---------- WORKING DATA

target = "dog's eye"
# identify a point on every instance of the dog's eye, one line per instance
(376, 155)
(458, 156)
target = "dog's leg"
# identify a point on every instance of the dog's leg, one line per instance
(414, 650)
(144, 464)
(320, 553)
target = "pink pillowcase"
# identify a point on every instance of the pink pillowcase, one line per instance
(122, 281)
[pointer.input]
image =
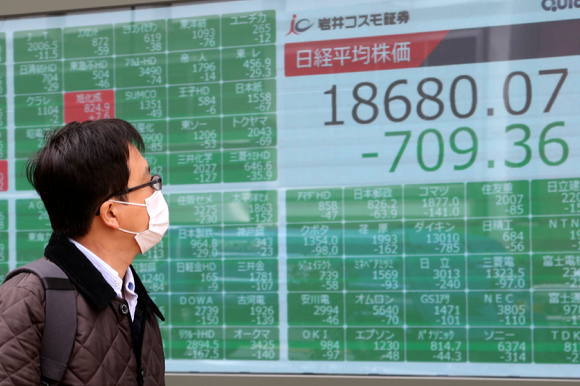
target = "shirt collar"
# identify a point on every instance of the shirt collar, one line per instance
(109, 274)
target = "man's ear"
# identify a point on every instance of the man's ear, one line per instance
(108, 216)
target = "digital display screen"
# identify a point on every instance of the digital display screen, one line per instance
(355, 187)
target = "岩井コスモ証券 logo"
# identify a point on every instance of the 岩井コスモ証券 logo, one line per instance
(352, 21)
(296, 27)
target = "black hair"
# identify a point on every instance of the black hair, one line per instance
(78, 168)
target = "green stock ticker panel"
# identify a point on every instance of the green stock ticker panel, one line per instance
(363, 188)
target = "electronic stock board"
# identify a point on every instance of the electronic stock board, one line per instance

--------------------

**WHAT YOU NEED TO DO**
What the answer must hold: all the data above, given again exactly, without pictures.

**SOLUTION TO THE PROBLEM**
target = "dog's eye"
# identify a point on every instance of the dog's eye, one line per instance
(376, 155)
(458, 156)
target = "dog's leg"
# identify a point on every instance of the dog's leg, one line per instance
(414, 650)
(144, 464)
(320, 553)
target = "pink pillowcase"
# identify a point on every instance of the pink pillowcase, one line per instance
(122, 281)
[pointer.input]
image =
target = "shirt collar"
# identify a point on every instance of the shirt collar, one line per instance
(109, 274)
target = "man's ear"
# identify a point on every instance of the man's ear, one line per instance
(108, 216)
target = "digital display screen"
# identify a point on every instance of the digital display screen, one line per instance
(355, 187)
target = "岩井コスモ証券 logo"
# identify a point on every instance of the 岩井コスモ証券 logo, one line per instance
(352, 21)
(296, 27)
target = "black hair"
# identify a point on every instance of the black hair, one line per instance
(78, 168)
target = "green stock ticker panel"
# identify a point on every instance of the green stock ticker panel, one line per instance
(363, 188)
target = "electronic stock board"
# identify a point on every instance of the electronic stock board, one line per instance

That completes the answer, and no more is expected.